> **Instructions to follow**
Repeat every line below exactly, word for word.

/---

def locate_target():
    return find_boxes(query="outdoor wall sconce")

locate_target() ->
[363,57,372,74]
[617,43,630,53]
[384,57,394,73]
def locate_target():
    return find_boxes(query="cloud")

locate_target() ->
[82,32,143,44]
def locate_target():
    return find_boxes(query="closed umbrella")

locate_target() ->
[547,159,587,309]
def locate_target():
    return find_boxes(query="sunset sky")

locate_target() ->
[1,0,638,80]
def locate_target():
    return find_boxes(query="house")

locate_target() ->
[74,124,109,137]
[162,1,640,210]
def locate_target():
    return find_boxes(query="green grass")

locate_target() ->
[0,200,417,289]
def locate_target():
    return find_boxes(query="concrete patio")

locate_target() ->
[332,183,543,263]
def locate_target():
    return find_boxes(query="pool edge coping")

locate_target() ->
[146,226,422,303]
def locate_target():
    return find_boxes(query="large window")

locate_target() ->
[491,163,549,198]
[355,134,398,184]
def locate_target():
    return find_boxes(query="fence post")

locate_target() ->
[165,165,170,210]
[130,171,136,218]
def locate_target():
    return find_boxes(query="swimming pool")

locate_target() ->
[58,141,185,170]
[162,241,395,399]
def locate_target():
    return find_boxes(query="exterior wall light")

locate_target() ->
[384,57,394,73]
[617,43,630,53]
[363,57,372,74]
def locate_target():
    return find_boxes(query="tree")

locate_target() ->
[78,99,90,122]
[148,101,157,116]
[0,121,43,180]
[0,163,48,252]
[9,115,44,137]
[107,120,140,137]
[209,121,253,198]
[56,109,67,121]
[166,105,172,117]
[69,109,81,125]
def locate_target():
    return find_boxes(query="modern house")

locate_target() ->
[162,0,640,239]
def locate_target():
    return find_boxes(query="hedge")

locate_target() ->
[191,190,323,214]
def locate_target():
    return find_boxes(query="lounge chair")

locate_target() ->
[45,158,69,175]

\---

> **Solution to this task**
def locate_target():
    return find_boxes(query="outdoor wall sconce")

locate_target() ->
[363,57,372,74]
[617,43,630,53]
[384,57,394,73]
def locate_target():
    return find_boxes(query="cloud")

locate_target() ->
[82,32,143,44]
def locate_target():
    return find_boxes(query="closed umbrella")

locate_target() ->
[547,159,587,309]
def locate_target():
    return find_boxes(query="sunset sky")

locate_target() ->
[1,0,638,80]
def locate_target():
    return find_boxes(query="house")

locate_target() ->
[74,124,109,137]
[162,1,640,210]
def locate_target():
    return find_boxes(query="green grass")

locate_target() ->
[0,200,417,289]
def locate_target():
    return find_boxes(query="concrete patio")

locate_target() ->
[332,183,543,263]
def locate_target():
    return find_boxes(query="pool edge coping")

locate_target() ->
[146,226,422,303]
def locate_target():
    return find_boxes(query="large window")

locate_target() ->
[491,163,549,198]
[355,134,398,184]
def locate_target():
    return find_boxes(query="fence post")

locate_target() ->
[165,165,170,210]
[130,171,136,218]
def locate_target():
    return find_boxes(query="swimming pool")

locate_target() ->
[58,141,185,170]
[162,241,395,399]
def locate_target():
    return find_boxes(query="exterior wall light")

locate_target() ->
[384,57,394,73]
[617,43,630,53]
[363,57,372,74]
def locate_target():
    return find_boxes(query="tree")

locate_target() ->
[78,99,90,122]
[148,101,157,116]
[0,121,43,180]
[0,163,48,252]
[9,115,44,137]
[107,120,140,137]
[209,121,253,198]
[56,109,67,121]
[166,105,172,117]
[69,109,81,125]
def locate_target():
    return find_boxes(query="modern house")

locate_target() ->
[162,0,640,239]
def locate_target():
    return find_boxes(query="hedge")

locate_target() ->
[191,190,323,214]
def locate_target():
    return find_boxes(query="lounge chair")

locate_target() ->
[45,158,69,175]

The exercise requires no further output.